---------- LISTING ----------

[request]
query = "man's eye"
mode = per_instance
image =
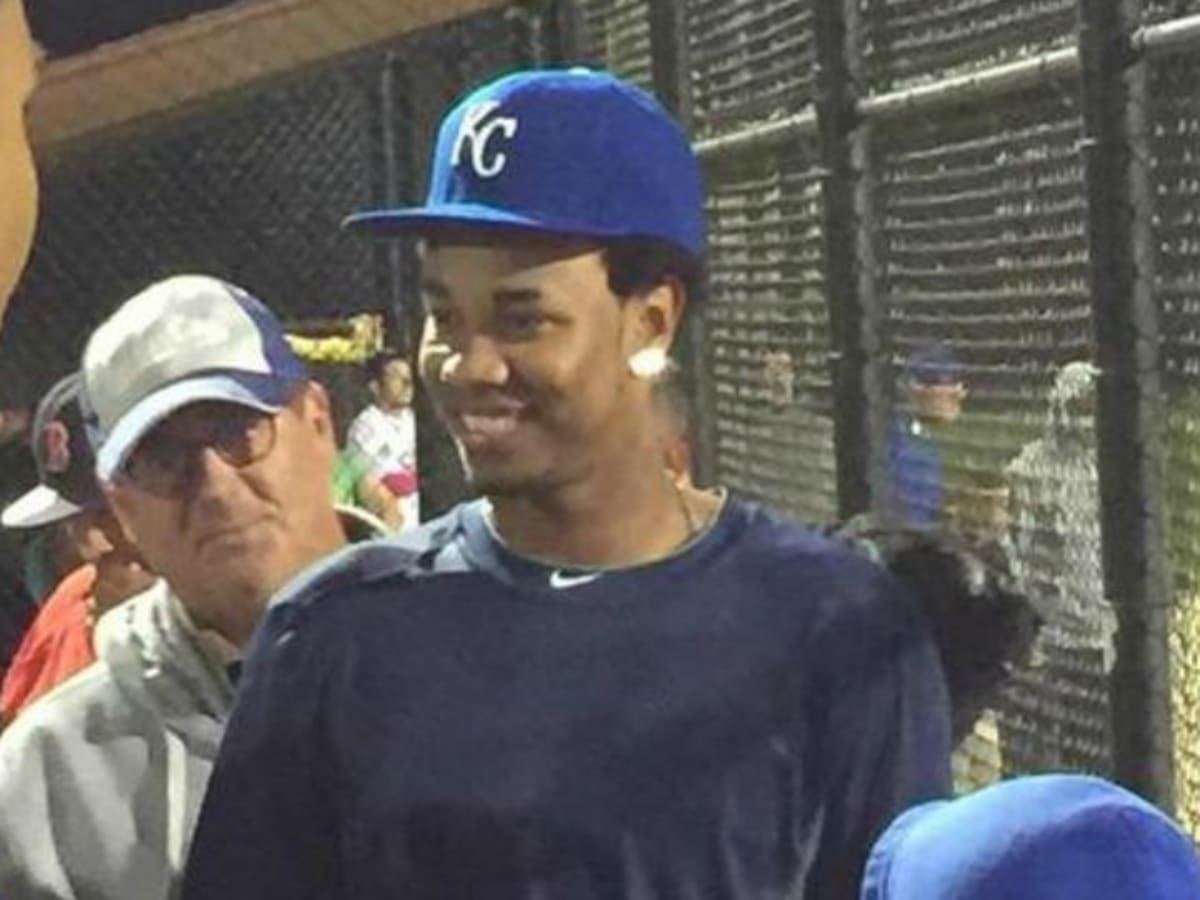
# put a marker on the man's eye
(522, 322)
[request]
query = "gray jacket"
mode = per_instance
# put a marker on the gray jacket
(101, 780)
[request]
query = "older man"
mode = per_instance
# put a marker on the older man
(18, 181)
(215, 451)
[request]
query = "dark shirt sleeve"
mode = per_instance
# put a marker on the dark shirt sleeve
(886, 737)
(267, 827)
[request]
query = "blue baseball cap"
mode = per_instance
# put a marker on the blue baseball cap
(1036, 838)
(184, 340)
(559, 151)
(935, 364)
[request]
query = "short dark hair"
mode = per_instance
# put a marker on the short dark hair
(377, 365)
(637, 265)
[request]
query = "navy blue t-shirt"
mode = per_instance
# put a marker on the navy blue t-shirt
(437, 718)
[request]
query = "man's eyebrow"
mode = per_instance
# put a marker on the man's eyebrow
(516, 295)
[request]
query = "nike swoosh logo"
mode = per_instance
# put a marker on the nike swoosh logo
(559, 581)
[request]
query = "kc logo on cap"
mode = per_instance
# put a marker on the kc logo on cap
(479, 129)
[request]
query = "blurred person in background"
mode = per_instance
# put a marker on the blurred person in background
(215, 453)
(18, 594)
(18, 179)
(934, 389)
(1057, 563)
(385, 432)
(1039, 838)
(358, 486)
(59, 642)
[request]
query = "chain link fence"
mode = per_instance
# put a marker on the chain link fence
(975, 279)
(903, 304)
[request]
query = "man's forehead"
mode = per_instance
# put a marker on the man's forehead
(203, 412)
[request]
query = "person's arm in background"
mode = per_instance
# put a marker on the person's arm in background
(880, 699)
(267, 829)
(376, 498)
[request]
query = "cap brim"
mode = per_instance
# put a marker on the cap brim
(359, 523)
(41, 507)
(268, 394)
(388, 222)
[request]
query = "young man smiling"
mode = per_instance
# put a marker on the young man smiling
(591, 683)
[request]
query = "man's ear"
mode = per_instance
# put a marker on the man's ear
(318, 409)
(653, 319)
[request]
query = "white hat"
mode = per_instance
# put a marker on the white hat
(187, 339)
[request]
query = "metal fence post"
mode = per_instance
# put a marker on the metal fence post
(1129, 405)
(849, 257)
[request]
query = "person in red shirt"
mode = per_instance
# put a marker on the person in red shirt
(59, 642)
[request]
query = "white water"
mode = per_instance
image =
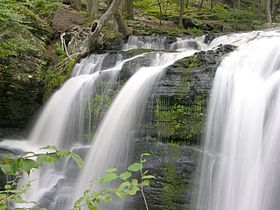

----------

Identify every line in the records above that contains the word "fence", and copy each of those lines.

__FINAL RESULT__:
query = "chain link fence"
# put a marker on the chain link fence
query = "metal fence post"
# put a marker on the metal fence post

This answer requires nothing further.